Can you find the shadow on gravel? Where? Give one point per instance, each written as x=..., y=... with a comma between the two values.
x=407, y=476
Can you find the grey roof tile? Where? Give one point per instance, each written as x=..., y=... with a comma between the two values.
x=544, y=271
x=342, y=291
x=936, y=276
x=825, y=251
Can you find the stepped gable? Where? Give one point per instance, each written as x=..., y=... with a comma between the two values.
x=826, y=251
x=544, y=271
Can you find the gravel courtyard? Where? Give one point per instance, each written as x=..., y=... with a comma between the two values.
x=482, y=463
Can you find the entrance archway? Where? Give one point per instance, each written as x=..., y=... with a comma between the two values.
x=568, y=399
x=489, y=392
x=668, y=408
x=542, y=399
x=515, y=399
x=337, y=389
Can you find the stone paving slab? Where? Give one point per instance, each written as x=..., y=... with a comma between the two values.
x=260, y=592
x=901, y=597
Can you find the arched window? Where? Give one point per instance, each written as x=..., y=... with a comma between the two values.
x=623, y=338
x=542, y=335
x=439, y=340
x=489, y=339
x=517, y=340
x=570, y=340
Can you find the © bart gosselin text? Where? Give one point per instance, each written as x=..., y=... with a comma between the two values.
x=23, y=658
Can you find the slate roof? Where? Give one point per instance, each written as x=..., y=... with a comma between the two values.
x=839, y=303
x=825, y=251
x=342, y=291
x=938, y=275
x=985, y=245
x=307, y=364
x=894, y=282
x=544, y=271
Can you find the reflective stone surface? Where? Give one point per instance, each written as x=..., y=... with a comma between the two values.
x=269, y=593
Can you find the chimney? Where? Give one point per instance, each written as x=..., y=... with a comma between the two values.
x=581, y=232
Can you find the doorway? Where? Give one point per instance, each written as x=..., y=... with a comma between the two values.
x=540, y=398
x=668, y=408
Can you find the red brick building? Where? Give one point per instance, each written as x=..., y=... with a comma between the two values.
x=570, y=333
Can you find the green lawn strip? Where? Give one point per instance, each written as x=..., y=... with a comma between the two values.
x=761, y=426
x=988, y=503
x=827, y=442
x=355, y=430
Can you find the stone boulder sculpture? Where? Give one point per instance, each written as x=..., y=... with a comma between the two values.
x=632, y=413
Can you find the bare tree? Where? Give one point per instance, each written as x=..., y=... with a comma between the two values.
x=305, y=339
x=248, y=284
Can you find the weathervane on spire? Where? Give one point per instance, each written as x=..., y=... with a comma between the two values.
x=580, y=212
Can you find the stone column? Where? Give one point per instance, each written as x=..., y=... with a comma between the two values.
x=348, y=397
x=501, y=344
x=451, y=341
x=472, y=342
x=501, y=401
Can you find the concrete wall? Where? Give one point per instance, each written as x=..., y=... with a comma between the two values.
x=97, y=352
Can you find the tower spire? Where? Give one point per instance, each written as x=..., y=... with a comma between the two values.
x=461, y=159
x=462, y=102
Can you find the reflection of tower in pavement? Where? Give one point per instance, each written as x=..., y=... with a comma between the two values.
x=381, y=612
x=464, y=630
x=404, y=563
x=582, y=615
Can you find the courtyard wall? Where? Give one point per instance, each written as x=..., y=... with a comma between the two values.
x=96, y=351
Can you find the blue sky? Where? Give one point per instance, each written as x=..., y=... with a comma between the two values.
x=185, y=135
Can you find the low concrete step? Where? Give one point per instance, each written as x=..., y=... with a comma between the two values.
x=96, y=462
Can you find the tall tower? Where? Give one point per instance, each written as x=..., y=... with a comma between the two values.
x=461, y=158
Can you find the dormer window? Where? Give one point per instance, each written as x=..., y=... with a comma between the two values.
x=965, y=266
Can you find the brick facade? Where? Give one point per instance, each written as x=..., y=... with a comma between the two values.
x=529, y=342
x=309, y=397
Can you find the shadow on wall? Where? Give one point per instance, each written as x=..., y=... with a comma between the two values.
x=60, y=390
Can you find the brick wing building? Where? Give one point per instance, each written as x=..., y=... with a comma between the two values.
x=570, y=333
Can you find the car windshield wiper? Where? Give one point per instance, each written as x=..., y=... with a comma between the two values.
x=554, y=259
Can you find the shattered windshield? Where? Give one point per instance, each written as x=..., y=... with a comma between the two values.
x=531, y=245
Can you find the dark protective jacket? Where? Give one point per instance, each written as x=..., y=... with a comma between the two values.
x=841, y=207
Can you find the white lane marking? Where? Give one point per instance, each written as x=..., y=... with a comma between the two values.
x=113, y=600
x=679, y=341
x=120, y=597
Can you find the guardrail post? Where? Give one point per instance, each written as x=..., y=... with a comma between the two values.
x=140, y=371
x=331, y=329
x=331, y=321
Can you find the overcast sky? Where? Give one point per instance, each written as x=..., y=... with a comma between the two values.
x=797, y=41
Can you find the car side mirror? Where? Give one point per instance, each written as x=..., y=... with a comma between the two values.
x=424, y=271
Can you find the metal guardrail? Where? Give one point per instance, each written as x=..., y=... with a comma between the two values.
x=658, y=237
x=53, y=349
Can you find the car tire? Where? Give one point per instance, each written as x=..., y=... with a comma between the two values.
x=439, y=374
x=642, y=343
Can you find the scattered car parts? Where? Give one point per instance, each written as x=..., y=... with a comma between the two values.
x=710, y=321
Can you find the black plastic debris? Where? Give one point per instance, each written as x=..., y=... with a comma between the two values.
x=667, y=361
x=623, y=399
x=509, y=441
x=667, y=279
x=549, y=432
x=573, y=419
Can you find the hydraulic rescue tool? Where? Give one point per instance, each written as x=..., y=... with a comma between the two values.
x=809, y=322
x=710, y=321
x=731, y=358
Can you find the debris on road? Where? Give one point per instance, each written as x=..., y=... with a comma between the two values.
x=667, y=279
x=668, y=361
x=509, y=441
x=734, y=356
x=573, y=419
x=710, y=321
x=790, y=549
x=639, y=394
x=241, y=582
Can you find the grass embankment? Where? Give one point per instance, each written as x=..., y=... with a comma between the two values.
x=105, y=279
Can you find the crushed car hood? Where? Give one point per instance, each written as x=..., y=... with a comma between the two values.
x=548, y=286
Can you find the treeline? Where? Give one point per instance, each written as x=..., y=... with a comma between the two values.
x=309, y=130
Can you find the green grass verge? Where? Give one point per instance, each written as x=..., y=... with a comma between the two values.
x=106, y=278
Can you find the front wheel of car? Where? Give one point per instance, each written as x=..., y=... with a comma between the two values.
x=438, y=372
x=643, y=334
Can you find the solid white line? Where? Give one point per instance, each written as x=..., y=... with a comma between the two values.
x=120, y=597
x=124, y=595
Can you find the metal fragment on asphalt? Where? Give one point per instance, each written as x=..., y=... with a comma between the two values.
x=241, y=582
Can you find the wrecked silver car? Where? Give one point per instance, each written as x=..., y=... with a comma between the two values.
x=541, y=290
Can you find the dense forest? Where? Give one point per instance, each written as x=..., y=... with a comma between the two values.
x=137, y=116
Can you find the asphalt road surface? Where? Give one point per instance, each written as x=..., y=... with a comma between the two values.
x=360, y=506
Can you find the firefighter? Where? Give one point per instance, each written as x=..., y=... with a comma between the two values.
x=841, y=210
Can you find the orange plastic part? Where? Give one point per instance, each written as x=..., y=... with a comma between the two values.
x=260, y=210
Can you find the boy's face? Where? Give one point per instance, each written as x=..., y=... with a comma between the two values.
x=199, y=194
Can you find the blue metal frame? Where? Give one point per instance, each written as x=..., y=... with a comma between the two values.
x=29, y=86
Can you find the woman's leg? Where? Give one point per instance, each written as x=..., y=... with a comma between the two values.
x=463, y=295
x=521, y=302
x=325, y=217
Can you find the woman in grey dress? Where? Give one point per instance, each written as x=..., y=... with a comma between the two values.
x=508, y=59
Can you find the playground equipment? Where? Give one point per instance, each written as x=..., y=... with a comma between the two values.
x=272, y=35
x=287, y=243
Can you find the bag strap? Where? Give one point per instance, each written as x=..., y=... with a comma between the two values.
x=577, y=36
==============================
→ **WHAT THIS TASK INVOLVES**: Rewrite everything from the line containing "Can you find the grey" down to the line containing "x=482, y=463" as a numbered list, leaving out any blank lines.

→ **TASK SOLUTION**:
1. Can you find the grey roof tile? Where? Give one point per instance, each written as x=..., y=... with a comma between the two values.
2. x=544, y=271
3. x=342, y=291
4. x=936, y=276
5. x=825, y=251
6. Can you find the stepped gable? Where? Give one point per instance, each written as x=..., y=... with a comma between the two values.
7. x=826, y=251
8. x=544, y=271
9. Can you find the gravel courtyard? Where? Give one point per instance, each written as x=..., y=... with a comma between the two values.
10. x=482, y=463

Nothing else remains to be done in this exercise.